Asset health refers to the measure of how well the asset is functioning and whether are not the are operating at their optimal productivity. Based on the large scope of the definition of asset health, different approaches can be used when it comes to calculating asset health.

However, before delving into the various factors that may be considered in a standard asset health evaluation, let’s address the most crucial question: 

Why is asset health important?

Allow me to answer the question by asking several questions: What are your real-time top five bad actors? Which of these should be addressed as a priority? What percentage of your assets is currently operating at peak productivity? And what proportion of your assets require maintenance tasks within the coming months?  

The point here is that asset health serves as the key indicator to answer those crucial questions. It proactively monitors and assesses asset performance with the ultimate purpose of minimizing unplanned downtime, extending asset lifespans, and cutting maintenance and repair expenses.

○ ○ ○

● List of tasks:
**a.** Write out the asset health text from "The point here" up to and including "and repair expenses.", switching "unplanned downtime" to "unexpected outages".
**b.** In the asset health text, what is the ultimate purpose of monitoring and assessing asset performance?
The records have no connection to the text on asset health.

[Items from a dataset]

○ ○ ○

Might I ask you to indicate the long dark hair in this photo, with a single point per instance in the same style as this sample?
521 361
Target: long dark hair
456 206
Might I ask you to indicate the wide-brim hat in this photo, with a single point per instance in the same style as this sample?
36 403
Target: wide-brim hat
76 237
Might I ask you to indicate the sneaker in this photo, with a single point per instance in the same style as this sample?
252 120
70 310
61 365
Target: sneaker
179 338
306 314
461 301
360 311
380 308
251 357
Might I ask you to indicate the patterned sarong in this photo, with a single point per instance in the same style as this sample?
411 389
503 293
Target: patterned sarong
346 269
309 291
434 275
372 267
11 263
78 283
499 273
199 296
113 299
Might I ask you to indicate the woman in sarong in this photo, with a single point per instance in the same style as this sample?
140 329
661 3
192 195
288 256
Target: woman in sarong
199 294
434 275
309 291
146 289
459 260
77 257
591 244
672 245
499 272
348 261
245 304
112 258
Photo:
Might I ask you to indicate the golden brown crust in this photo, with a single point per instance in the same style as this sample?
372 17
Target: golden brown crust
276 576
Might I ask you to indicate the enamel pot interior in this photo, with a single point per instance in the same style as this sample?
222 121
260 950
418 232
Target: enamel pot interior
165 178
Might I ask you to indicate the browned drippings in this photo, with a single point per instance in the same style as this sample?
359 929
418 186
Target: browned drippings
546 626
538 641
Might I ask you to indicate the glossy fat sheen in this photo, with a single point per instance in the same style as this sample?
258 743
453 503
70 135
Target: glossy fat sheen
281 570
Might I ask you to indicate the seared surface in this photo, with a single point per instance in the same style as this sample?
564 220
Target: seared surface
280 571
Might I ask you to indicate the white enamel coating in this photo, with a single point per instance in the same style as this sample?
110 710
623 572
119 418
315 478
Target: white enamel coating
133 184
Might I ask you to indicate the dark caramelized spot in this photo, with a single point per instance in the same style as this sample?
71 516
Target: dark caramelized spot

○ ○ ○

● Answers to the exercise:
**a.**
The point here is that asset health serves as the key indicator to answer those crucial questions. It proactively monitors and assesses asset performance with the ultimate purpose of minimizing unexpected outages, extending asset lifespans, and cutting maintenance and repair expenses.

**b.** To minimize unplanned downtime, extend asset lifespans, and cut maintenance and repair expenses.